Cadbury Nigeria Plc is a food, sweets and drink company headquartered in Lagos, Nigeria, and traded on the Nigerian Stock Exchange. Cadbury Nigeria Plc is a subsidiary of Mondelez International, one of the largest snacking companies in the world. The firm's flagship product is Bournvita and it competes with brands from Nestle, GlaxoSmithKline and Promasidor. They specialised in production and sales of food products. Their activity is organized around 2 families of product: Confectionery and beverages: Bournvita, Tom Tom, Ahomka, Ginger, Hacks and Buttermint brands. Cocoa-based products: cocoa powder, cocoa butter, cocoa liqueur and cocoa cakes.

== Empowerment and initiatives==
At a media discussion held at the company's headquarters in Lagos on October 5, 2022, Cadbury Nigeria Plc, a subsidiary of Mondelez International and the manufacturer of the renowned cocoa beverage Bournvita, presented outstanding participants of the annual Tech Boot Camp since its commencement.
Since the boot camp's launch in 2019, Bournvita has trained more than 1,200 students in keeping with our social objective of promoting literacy by empowering young people to lead with digital skills. The project is in line with the company's initiatives to work with parents to support their children in pursuing their aspirations.

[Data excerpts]

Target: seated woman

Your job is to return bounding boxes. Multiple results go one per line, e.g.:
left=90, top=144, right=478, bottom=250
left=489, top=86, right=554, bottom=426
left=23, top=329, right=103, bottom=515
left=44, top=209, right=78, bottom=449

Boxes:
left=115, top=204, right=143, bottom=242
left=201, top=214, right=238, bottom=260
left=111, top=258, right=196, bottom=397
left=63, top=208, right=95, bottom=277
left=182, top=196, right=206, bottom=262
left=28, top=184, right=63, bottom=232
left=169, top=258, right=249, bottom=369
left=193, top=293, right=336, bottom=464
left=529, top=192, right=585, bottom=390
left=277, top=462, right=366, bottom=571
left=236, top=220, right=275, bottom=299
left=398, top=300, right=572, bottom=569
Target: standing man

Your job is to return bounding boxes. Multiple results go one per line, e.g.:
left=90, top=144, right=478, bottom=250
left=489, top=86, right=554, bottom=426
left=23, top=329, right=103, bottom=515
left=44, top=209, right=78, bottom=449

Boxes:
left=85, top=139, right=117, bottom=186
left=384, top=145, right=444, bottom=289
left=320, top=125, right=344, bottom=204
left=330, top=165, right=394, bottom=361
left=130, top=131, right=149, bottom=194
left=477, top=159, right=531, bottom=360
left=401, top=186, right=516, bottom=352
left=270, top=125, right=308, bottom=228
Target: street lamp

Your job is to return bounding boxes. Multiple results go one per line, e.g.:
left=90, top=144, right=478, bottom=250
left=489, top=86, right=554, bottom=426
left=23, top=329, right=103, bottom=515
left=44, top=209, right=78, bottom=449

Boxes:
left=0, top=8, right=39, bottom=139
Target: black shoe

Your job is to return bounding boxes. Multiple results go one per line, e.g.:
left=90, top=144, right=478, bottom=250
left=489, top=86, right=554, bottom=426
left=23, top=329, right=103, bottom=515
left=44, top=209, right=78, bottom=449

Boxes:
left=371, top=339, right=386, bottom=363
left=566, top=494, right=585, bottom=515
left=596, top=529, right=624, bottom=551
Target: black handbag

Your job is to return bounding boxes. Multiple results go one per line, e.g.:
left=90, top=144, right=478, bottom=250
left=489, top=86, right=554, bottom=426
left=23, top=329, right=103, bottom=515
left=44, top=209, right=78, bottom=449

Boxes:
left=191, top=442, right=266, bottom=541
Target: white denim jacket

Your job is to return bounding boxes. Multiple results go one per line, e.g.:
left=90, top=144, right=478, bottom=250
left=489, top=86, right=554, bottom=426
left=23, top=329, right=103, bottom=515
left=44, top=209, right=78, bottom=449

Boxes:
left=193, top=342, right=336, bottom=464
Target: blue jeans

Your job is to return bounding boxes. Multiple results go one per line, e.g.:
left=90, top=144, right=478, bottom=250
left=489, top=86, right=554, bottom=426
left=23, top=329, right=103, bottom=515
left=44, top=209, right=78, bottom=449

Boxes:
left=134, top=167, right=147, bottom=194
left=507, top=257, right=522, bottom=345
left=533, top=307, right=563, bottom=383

...

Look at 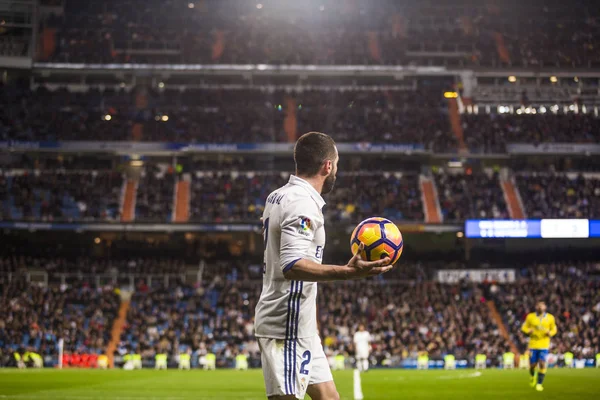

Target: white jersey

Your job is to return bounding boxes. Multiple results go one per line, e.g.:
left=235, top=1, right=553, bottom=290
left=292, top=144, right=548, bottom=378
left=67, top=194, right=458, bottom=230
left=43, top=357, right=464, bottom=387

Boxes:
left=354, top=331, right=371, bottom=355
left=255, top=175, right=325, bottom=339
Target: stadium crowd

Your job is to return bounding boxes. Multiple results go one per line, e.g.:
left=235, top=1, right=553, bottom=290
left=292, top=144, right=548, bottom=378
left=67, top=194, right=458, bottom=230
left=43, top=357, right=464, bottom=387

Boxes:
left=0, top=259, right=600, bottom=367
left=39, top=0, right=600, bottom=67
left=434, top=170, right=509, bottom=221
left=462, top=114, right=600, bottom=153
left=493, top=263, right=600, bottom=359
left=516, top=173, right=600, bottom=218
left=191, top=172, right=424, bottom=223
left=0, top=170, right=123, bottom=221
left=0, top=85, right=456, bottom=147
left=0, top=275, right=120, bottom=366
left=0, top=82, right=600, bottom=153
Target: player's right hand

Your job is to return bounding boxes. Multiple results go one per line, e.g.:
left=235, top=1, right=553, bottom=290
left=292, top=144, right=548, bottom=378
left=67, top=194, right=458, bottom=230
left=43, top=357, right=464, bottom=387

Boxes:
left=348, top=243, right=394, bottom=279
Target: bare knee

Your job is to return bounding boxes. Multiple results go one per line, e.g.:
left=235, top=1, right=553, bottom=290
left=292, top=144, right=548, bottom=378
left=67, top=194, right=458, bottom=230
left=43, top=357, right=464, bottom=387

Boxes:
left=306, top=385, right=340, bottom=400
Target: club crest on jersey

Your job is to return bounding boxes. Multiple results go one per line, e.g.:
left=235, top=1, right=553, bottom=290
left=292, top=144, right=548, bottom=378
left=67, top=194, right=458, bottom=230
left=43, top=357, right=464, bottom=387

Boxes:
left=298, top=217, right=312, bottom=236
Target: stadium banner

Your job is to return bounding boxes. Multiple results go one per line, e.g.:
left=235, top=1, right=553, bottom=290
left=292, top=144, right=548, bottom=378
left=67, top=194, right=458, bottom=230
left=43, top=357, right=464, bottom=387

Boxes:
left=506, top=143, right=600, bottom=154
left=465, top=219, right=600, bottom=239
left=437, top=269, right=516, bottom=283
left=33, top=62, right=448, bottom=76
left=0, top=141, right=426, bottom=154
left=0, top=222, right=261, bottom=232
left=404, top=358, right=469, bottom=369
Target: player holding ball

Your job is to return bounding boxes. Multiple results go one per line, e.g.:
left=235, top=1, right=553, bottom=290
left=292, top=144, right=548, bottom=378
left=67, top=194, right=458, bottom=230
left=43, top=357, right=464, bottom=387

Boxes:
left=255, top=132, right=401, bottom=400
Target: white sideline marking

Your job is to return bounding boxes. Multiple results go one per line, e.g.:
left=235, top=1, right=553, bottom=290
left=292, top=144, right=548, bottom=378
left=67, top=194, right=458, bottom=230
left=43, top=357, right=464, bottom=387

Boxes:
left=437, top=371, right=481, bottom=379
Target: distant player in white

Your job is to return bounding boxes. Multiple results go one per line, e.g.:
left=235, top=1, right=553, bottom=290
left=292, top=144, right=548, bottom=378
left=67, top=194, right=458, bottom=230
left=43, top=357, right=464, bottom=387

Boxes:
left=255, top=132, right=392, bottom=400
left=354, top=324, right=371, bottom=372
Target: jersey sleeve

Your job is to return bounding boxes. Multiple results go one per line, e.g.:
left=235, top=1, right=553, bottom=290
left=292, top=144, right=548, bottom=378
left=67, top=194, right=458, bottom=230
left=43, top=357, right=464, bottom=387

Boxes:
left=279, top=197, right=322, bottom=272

▶ [Questions on the material]:
a: In the text on Cadbury Nigeria, rewrite the paragraph beginning "Cadbury Nigeria Plc is a food, sweets and drink company" as a short list of its main facts.
b: Update the Cadbury Nigeria text from "Since the boot" up to and including "pursuing their aspirations.", changing "students" to "participants".

▶ [Answers to each task]:
a:
- Food, sweets and drink company headquartered in Lagos, Nigeria, and traded on the Nigerian Stock Exchange.
- Subsidiary of Mondelez International, one of the world's largest snacking companies.
- Flagship product is Bournvita. It competes with brands from Nestle, GlaxoSmithKline and Promasidor.
- Produces and sells food products in two families:
  - Confectionery and beverages: Bournvita, Tom Tom, Ahomka, Ginger, Hacks and Buttermint brands.
  - Cocoa-based products: cocoa powder, cocoa butter, cocoa liqueur and cocoa cakes.

b:
Since the boot camp's launch in 2019, Bournvita has trained more than 1,200 participants in keeping with our social objective of promoting literacy by empowering young people to lead with digital skills. The project is in line with the company's initiatives to work with parents to support their children in pursuing their aspirations.